> **Texto**:

%%

Cuenta una leyenda antigua que Nerón incendió Roma para componer una oda, inspirado en el espectáculo de las llamas y la tragedia. Aunque no se verifica, el suceso pudiera ser ilustrativo de la responsabilidad que tiene un intelectual ante su más real e inmediato entorno, ya que la imagen no deberá sacrificar la existencia tangible y fáctica del hombre, o sea, la vida.
A lo largo de la historia, varias veces la palabra disuadió de los peores escenarios a la gente, llevándonos por caminos de salvación. Ese poder lo entendieron políticos de todos los siglos. La intelectualidad no es un acto aislado, que vaya a vivir por sí solo, sino dialéctico y referencial.
Pensarnos mejor como personas, cuestionar, son funciones inherentes al que busca más allá del parabién suyo, la verdad y lo justo. La virtud, decía Aristóteles, está en el medio. A esa mitad, que no es otra cosa que el equilibrio social, apelan figuras en la filosofía, desde las más viejas escuelas griegas, hasta hoy.

%%

> **Tarea 1**:
Edita el texto sobre la responsabilidad del intelectual, todo lo que va desde "Cuenta una leyenda" hasta "sea, la vida.", y cambia "Nerón" por "Calígula".
El texto no guarda relación alguna con las filas.

Filas de anotación espacial:
%%

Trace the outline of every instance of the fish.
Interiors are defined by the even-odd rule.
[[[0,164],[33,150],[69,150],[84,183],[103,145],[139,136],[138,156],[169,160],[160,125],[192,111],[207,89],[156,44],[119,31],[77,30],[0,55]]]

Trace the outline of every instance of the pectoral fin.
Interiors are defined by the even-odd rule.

%%

> **Tarea 2**:
Reescribe como lista numerada todas las líneas de las filas, sin incluir las que están en blanco.

> **Resultado correcto 1**:
Cuenta una leyenda antigua que Calígula incendió Roma para componer una oda, inspirado en el espectáculo de las llamas y la tragedia. Aunque no se verifica, el suceso pudiera ser ilustrativo de la responsabilidad que tiene un intelectual ante su más real e inmediato entorno, ya que la imagen no deberá sacrificar la existencia tangible y fáctica del hombre, o sea, la vida.

> **Resultado correcto 2**:
1. Trace the outline of every instance of the fish.
2. Interiors are defined by the even-odd rule.
3. [[[0,164],[33,150],[69,150],[84,183],[103,145],[139,136],[138,156],[169,160],[160,125],[192,111],[207,89],[156,44],[119,31],[77,30],[0,55]]]
4. Trace the outline of every instance of the pectoral fin.
5. Interiors are defined by the even-odd rule.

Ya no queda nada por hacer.